▶ Exercise directions
Omit the pictures and extract only the lines from the line containing "Can you find the chandelier arm?" to the end of the material, each exactly as written.

▶ Dataset excerpts
--- Begin ---

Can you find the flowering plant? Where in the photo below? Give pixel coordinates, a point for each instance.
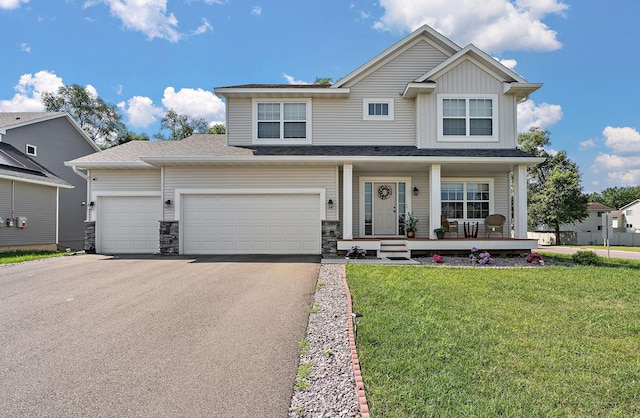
(356, 252)
(479, 256)
(534, 258)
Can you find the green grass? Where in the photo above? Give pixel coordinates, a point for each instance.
(20, 256)
(446, 342)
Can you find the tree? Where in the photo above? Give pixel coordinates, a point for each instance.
(554, 191)
(218, 128)
(616, 197)
(180, 126)
(101, 122)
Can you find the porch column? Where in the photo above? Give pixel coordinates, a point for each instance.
(347, 199)
(435, 199)
(520, 202)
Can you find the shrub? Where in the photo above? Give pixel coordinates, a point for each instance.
(586, 258)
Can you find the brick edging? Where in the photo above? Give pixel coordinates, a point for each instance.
(362, 397)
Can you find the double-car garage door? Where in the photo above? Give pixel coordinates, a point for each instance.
(214, 224)
(251, 224)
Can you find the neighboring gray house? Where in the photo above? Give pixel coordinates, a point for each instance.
(50, 139)
(426, 127)
(29, 197)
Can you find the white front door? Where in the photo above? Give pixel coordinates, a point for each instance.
(384, 209)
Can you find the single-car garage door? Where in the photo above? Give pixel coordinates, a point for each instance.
(251, 224)
(129, 224)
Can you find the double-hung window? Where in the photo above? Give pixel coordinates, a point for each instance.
(377, 109)
(467, 118)
(282, 122)
(466, 199)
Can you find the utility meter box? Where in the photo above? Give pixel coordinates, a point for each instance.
(21, 221)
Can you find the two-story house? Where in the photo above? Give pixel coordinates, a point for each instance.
(57, 215)
(425, 127)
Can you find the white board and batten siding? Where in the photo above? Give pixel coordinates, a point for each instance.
(127, 211)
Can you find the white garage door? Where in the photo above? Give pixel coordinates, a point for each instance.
(129, 225)
(251, 224)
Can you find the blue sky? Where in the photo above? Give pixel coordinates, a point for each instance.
(147, 56)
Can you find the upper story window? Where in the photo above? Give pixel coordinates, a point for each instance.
(31, 150)
(377, 109)
(467, 118)
(282, 122)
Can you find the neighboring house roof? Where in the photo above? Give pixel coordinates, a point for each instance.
(14, 165)
(599, 207)
(12, 120)
(635, 202)
(205, 148)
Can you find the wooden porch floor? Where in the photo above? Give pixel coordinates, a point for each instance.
(426, 246)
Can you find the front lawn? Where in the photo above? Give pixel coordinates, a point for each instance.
(20, 256)
(552, 341)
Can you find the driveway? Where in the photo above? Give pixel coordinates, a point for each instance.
(99, 336)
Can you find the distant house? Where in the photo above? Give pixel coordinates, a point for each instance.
(425, 127)
(29, 196)
(631, 216)
(49, 139)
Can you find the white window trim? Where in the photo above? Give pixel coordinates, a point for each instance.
(367, 116)
(35, 150)
(468, 137)
(279, 141)
(465, 180)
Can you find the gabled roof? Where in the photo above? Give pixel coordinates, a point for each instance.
(14, 165)
(437, 39)
(12, 120)
(635, 202)
(513, 82)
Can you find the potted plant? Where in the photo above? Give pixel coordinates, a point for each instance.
(440, 232)
(410, 222)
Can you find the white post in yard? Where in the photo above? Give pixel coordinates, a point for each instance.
(435, 199)
(347, 191)
(520, 202)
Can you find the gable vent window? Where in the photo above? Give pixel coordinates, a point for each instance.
(377, 109)
(467, 118)
(282, 122)
(31, 150)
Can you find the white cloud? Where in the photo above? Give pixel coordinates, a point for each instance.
(622, 140)
(542, 116)
(588, 144)
(495, 26)
(204, 28)
(29, 91)
(12, 4)
(140, 111)
(197, 103)
(147, 16)
(292, 80)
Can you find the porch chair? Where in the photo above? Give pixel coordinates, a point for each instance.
(494, 223)
(452, 226)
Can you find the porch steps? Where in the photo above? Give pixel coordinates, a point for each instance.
(393, 248)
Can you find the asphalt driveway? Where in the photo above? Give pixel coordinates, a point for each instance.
(98, 336)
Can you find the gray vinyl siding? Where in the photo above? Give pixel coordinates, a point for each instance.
(126, 182)
(58, 141)
(250, 178)
(38, 204)
(468, 78)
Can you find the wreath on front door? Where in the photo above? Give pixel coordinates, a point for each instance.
(384, 192)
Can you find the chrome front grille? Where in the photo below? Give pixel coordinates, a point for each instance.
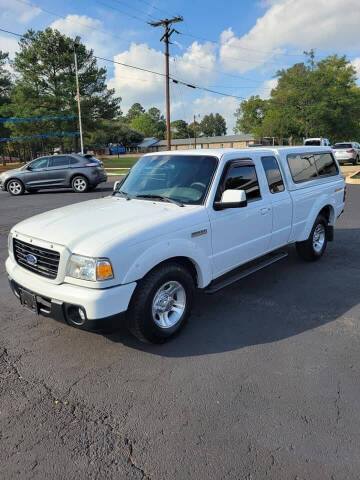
(43, 261)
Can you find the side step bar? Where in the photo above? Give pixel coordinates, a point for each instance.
(243, 272)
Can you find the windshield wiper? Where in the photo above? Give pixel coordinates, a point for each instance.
(126, 195)
(161, 197)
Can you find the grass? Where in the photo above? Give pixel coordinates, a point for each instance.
(118, 172)
(121, 162)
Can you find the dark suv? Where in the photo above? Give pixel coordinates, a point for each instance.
(76, 171)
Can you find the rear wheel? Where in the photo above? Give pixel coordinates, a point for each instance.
(80, 184)
(161, 303)
(15, 187)
(314, 247)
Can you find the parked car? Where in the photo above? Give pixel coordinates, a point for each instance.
(317, 142)
(79, 172)
(347, 152)
(178, 221)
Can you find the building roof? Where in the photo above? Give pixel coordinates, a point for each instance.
(240, 137)
(147, 142)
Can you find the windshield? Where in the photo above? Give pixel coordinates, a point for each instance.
(342, 145)
(183, 178)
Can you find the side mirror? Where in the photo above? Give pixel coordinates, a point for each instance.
(231, 199)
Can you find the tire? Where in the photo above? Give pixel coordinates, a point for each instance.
(15, 187)
(314, 247)
(152, 317)
(80, 184)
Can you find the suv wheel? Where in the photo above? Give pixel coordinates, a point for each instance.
(314, 247)
(15, 187)
(79, 184)
(161, 303)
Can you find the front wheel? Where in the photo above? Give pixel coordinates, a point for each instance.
(314, 247)
(15, 187)
(80, 184)
(161, 303)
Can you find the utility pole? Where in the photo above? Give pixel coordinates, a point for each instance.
(194, 131)
(166, 39)
(76, 44)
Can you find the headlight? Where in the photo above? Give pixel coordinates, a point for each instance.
(87, 268)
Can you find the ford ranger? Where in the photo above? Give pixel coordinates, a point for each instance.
(179, 221)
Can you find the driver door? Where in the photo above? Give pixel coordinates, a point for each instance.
(36, 174)
(240, 234)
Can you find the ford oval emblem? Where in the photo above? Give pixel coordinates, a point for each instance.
(31, 259)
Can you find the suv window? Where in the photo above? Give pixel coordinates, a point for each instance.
(243, 177)
(325, 164)
(302, 167)
(59, 161)
(273, 174)
(38, 163)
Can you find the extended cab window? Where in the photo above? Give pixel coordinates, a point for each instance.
(60, 161)
(273, 174)
(325, 164)
(302, 167)
(243, 177)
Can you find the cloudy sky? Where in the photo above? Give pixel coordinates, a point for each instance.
(233, 47)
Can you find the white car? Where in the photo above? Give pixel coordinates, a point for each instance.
(178, 221)
(347, 152)
(317, 142)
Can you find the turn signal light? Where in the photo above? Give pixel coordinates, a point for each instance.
(104, 270)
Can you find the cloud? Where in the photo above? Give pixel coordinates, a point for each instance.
(9, 45)
(356, 65)
(11, 12)
(204, 105)
(149, 89)
(88, 29)
(302, 24)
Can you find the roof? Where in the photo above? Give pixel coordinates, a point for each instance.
(219, 152)
(240, 137)
(147, 142)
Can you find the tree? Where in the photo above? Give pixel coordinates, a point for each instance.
(250, 116)
(150, 124)
(46, 86)
(112, 131)
(134, 111)
(180, 129)
(5, 90)
(213, 125)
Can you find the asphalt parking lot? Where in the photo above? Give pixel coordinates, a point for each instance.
(262, 383)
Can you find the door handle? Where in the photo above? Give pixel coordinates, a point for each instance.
(265, 210)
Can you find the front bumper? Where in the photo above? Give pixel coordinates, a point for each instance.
(54, 300)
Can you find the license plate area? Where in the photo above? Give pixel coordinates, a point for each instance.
(28, 300)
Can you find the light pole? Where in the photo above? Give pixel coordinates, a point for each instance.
(76, 44)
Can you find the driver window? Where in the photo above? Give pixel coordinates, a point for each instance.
(39, 163)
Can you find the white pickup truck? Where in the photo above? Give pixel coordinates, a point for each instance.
(178, 221)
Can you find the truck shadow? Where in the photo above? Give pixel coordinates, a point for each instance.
(286, 299)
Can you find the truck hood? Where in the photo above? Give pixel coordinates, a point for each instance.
(93, 227)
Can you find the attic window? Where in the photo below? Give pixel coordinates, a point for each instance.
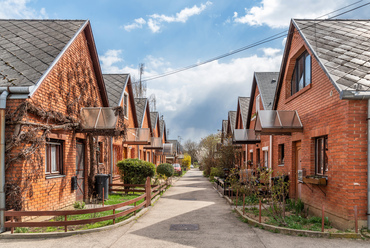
(302, 73)
(125, 105)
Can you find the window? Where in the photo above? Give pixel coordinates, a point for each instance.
(258, 103)
(125, 104)
(281, 154)
(321, 158)
(53, 157)
(99, 153)
(302, 73)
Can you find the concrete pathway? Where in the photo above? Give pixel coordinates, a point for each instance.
(192, 201)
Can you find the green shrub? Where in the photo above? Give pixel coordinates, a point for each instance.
(79, 205)
(165, 169)
(135, 171)
(216, 172)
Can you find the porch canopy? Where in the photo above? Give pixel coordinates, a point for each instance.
(246, 136)
(137, 136)
(99, 120)
(155, 144)
(279, 122)
(167, 149)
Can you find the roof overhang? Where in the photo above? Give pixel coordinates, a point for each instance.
(278, 122)
(138, 136)
(246, 136)
(155, 144)
(99, 120)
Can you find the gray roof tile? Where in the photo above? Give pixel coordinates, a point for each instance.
(244, 106)
(140, 104)
(32, 42)
(115, 85)
(153, 119)
(267, 82)
(345, 59)
(232, 118)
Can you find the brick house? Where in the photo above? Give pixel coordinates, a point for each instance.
(262, 97)
(156, 146)
(120, 93)
(50, 69)
(145, 127)
(319, 117)
(240, 124)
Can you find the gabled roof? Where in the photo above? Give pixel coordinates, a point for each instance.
(243, 106)
(162, 126)
(140, 104)
(154, 118)
(29, 49)
(115, 85)
(342, 49)
(266, 83)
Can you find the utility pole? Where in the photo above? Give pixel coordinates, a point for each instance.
(141, 72)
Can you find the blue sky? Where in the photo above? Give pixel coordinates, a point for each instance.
(166, 35)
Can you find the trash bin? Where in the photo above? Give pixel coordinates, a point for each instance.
(102, 181)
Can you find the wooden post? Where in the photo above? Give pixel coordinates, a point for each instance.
(259, 217)
(12, 228)
(148, 191)
(323, 218)
(356, 220)
(103, 197)
(243, 204)
(114, 219)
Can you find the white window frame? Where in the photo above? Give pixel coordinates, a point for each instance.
(125, 104)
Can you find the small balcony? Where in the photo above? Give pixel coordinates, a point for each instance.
(138, 136)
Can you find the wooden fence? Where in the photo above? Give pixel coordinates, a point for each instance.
(150, 192)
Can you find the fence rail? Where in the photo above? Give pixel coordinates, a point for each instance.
(150, 192)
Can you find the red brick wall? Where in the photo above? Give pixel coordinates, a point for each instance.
(54, 193)
(344, 122)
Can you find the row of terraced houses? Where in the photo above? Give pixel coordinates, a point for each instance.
(310, 120)
(60, 115)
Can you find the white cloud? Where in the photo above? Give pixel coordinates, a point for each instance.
(270, 52)
(138, 23)
(277, 13)
(193, 101)
(18, 9)
(155, 20)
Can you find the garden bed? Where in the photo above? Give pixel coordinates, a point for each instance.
(112, 200)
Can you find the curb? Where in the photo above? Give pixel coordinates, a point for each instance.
(289, 231)
(8, 235)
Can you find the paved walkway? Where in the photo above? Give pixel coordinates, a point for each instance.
(193, 201)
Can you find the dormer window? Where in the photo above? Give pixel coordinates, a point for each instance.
(125, 105)
(258, 99)
(302, 73)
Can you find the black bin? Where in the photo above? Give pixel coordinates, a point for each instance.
(102, 181)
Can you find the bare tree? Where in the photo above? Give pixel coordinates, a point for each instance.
(191, 148)
(152, 103)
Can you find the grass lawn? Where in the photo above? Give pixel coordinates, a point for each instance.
(112, 200)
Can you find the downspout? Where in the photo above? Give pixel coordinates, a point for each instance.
(368, 164)
(111, 160)
(3, 97)
(270, 157)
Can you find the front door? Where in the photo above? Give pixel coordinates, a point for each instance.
(80, 162)
(298, 168)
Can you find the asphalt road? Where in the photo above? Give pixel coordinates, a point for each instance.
(191, 203)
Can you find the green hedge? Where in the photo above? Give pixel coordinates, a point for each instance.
(135, 171)
(165, 169)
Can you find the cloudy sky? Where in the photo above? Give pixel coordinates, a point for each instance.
(167, 35)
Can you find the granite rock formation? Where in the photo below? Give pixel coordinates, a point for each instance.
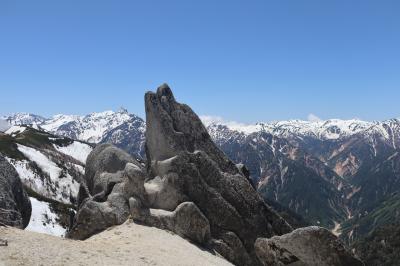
(312, 246)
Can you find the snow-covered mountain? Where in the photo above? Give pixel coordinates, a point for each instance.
(121, 128)
(51, 169)
(333, 129)
(285, 158)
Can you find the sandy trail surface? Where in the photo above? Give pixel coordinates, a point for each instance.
(127, 244)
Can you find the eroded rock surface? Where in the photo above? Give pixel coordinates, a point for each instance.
(115, 177)
(191, 188)
(180, 149)
(15, 206)
(312, 246)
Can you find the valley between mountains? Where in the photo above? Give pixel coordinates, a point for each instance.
(340, 174)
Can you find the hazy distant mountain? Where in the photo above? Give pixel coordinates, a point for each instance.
(327, 171)
(51, 169)
(120, 128)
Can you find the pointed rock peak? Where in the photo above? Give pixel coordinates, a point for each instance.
(164, 90)
(173, 127)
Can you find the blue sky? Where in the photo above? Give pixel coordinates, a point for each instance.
(242, 60)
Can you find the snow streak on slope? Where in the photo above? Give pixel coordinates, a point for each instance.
(91, 128)
(42, 161)
(76, 150)
(43, 220)
(324, 130)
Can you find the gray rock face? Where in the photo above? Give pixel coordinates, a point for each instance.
(186, 220)
(312, 246)
(15, 206)
(112, 178)
(178, 145)
(191, 188)
(105, 158)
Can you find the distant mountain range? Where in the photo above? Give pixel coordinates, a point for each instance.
(334, 173)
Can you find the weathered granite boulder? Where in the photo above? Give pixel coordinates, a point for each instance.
(186, 220)
(179, 146)
(110, 206)
(104, 160)
(15, 205)
(312, 246)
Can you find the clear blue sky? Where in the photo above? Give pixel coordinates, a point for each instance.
(242, 60)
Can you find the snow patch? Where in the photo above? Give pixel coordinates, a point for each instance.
(76, 150)
(42, 161)
(43, 220)
(15, 130)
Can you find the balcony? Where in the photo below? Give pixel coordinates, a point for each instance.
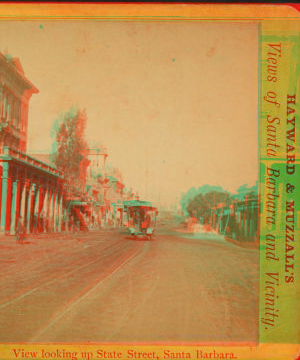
(6, 151)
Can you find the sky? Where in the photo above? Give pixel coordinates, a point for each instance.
(174, 103)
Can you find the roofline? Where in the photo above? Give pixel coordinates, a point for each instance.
(33, 88)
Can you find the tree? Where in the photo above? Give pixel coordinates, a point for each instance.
(187, 197)
(69, 147)
(201, 204)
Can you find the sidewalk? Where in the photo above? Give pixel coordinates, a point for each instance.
(197, 233)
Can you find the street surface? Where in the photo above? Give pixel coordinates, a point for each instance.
(106, 286)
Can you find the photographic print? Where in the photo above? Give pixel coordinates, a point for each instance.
(149, 181)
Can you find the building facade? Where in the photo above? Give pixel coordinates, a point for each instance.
(31, 191)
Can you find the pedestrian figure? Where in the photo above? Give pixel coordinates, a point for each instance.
(20, 231)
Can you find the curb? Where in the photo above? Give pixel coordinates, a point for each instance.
(247, 245)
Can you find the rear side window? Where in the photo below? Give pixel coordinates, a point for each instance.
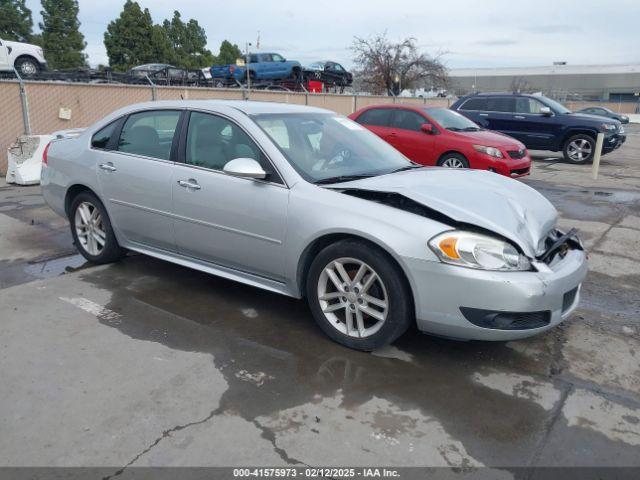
(377, 117)
(407, 120)
(474, 104)
(501, 104)
(101, 138)
(149, 133)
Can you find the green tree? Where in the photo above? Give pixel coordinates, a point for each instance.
(62, 41)
(15, 21)
(188, 42)
(229, 53)
(132, 39)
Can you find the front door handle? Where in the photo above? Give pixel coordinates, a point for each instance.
(190, 184)
(107, 167)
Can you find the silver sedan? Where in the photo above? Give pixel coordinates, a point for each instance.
(306, 203)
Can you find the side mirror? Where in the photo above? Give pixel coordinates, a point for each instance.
(245, 168)
(427, 128)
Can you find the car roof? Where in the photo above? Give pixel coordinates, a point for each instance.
(247, 107)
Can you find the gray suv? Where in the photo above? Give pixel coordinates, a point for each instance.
(542, 124)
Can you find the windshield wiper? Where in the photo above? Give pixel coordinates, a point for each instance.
(407, 167)
(342, 178)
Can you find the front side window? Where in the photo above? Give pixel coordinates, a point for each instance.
(213, 141)
(407, 120)
(376, 117)
(323, 147)
(102, 137)
(528, 105)
(149, 133)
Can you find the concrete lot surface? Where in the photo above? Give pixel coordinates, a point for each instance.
(144, 363)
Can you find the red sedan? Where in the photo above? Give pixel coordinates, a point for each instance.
(439, 136)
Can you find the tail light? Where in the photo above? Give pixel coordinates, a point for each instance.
(45, 160)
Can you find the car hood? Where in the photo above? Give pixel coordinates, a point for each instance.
(490, 139)
(484, 199)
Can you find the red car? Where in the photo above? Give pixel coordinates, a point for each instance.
(439, 136)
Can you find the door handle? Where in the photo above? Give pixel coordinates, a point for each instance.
(191, 184)
(107, 167)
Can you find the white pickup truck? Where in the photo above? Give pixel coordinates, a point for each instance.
(27, 59)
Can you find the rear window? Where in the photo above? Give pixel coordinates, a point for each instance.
(377, 117)
(474, 104)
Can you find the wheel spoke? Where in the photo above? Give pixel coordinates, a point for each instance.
(330, 296)
(333, 307)
(360, 323)
(373, 313)
(375, 301)
(334, 278)
(368, 282)
(342, 272)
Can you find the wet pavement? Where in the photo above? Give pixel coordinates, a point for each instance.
(145, 363)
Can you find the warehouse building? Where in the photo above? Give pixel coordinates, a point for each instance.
(612, 83)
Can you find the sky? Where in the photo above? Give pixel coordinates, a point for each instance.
(468, 34)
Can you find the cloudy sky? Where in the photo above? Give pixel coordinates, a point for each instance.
(469, 33)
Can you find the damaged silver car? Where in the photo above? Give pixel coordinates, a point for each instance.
(306, 203)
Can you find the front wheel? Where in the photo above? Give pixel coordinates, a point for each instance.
(92, 231)
(579, 149)
(358, 296)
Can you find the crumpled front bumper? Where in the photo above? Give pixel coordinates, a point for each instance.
(440, 290)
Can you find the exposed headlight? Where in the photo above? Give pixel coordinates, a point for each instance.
(491, 151)
(474, 250)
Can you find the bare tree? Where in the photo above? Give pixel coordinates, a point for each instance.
(383, 66)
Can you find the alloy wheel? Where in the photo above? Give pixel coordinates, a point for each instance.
(353, 297)
(579, 150)
(90, 229)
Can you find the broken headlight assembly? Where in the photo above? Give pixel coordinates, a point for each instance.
(474, 250)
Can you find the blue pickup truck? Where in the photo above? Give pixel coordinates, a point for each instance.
(261, 66)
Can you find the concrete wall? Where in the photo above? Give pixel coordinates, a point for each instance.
(88, 103)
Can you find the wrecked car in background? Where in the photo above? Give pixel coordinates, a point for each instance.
(306, 203)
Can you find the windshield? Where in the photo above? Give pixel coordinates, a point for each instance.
(451, 120)
(555, 106)
(326, 147)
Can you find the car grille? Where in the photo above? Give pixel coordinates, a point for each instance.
(517, 153)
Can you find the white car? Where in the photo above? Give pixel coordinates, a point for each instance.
(27, 59)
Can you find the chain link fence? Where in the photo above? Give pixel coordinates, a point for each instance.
(56, 106)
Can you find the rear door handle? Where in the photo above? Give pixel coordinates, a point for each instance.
(189, 184)
(108, 167)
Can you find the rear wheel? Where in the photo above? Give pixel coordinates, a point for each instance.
(579, 149)
(358, 296)
(453, 160)
(92, 231)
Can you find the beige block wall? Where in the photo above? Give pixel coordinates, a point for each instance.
(88, 103)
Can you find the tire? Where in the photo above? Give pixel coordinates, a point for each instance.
(27, 66)
(453, 160)
(110, 251)
(371, 325)
(579, 149)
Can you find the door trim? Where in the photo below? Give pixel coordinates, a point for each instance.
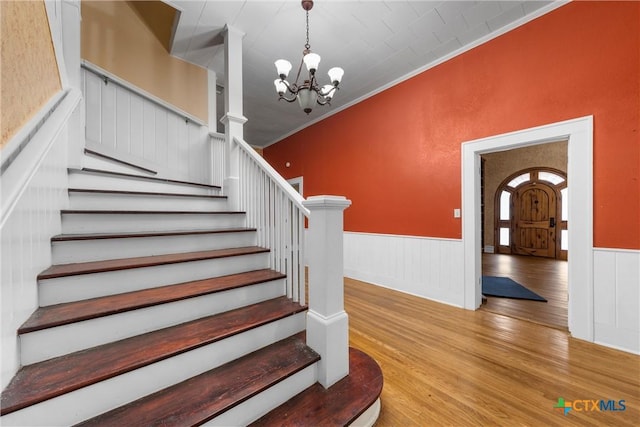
(579, 133)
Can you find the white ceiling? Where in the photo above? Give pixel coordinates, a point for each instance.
(377, 43)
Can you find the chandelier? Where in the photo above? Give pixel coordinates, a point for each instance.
(308, 93)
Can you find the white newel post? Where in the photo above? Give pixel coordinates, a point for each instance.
(233, 118)
(327, 322)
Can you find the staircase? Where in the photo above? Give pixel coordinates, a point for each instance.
(160, 308)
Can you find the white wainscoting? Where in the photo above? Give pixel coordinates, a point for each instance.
(616, 278)
(141, 130)
(431, 268)
(34, 190)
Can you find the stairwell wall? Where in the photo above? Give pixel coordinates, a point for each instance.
(34, 174)
(397, 155)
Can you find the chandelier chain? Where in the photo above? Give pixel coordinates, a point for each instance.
(307, 45)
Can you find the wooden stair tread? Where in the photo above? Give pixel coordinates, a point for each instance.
(63, 270)
(45, 380)
(67, 313)
(95, 236)
(143, 193)
(202, 398)
(339, 405)
(149, 178)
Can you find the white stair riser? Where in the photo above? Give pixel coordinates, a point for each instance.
(52, 342)
(141, 202)
(96, 181)
(260, 404)
(84, 286)
(122, 223)
(72, 251)
(92, 162)
(79, 405)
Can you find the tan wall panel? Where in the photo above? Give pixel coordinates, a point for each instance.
(29, 74)
(115, 38)
(498, 166)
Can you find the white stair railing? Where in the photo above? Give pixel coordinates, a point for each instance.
(217, 149)
(275, 209)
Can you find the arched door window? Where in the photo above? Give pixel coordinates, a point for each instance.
(531, 213)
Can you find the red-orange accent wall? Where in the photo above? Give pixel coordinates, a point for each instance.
(397, 155)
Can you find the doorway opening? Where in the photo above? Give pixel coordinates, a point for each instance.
(579, 134)
(528, 235)
(531, 214)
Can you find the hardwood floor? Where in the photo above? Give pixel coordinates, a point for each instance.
(545, 276)
(448, 366)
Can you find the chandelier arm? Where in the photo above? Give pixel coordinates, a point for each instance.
(287, 99)
(330, 92)
(293, 88)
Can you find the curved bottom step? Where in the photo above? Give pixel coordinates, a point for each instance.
(330, 407)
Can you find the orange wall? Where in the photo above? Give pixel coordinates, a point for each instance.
(397, 155)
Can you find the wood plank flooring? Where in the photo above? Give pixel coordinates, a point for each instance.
(545, 276)
(448, 366)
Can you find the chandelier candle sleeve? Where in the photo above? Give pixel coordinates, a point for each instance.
(306, 88)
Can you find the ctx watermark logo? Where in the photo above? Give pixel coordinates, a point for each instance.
(590, 405)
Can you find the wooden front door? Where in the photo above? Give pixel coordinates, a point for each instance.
(535, 218)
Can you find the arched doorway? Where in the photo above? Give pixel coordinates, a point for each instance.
(531, 214)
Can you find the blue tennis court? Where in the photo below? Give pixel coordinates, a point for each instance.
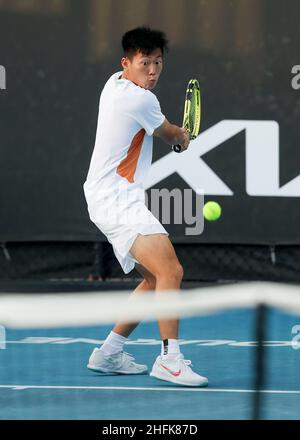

--- End ---

▶ Solution
Can you find the chandelier arm? Where in the photo above? Give pixel coordinates, a point for each instance.
(287, 99)
(330, 92)
(293, 88)
Can you find the curved bottom step? Where in the photo above? Give pixel coordinates, a point for each instance.
(330, 407)
Can you find the orange wall? Where in the photo above? Give pixel coordinates, a point for each instance.
(397, 155)
Can you find the wood plank flooring? Where in the photo above? Give pixel coordinates, a point for each instance.
(545, 276)
(448, 366)
Can you find the chandelier candle sleeve? Where in the photo above? Give pixel coordinates, a point for each instance.
(306, 88)
Can you find the ctx watermark logo? Where in the photo above? Give pixel coordinates, a point for each instance.
(590, 405)
Can you find the wooden front door? Where in the photo above? Give pixel coordinates, a point for each instance.
(535, 218)
Can you find the arched doorway? Where in the photo above? Give pixel coordinates, a point for each instance.
(531, 214)
Can you find the blue tennis court? Where in the photo below? Give pixel coordinates, a point for each instance.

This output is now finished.